Exercise aim |
Reproduce the material below, substituting "pin" for each occurrence of "marker" and leaving everything else unchanged.
⟨
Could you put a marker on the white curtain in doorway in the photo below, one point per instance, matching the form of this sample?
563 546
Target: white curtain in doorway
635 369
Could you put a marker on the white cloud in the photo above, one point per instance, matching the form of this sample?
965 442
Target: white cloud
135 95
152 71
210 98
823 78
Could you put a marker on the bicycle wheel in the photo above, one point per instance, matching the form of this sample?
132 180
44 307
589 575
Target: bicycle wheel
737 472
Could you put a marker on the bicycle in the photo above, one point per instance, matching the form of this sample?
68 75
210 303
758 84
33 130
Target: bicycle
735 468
⟩
Finished exercise |
Could you put a pin on the white curtain in doorway in the photo below, one point per instance, matching the form of this sample?
563 546
Target: white curtain in doorway
635 369
Could you put a pin on the white cloud in the photo above, one point per instance, matching the form of this sample?
965 442
Target: white cloud
135 95
152 71
210 98
823 78
Could you put a pin on the bicycle wheel in the photo above, one point per instance, matching the form of this sample?
132 180
44 307
589 575
Target: bicycle wheel
737 472
Could you put a pin on the bicycle in the photo above, one point per instance, matching the form of this sample?
68 75
210 303
758 84
33 130
Target: bicycle
735 468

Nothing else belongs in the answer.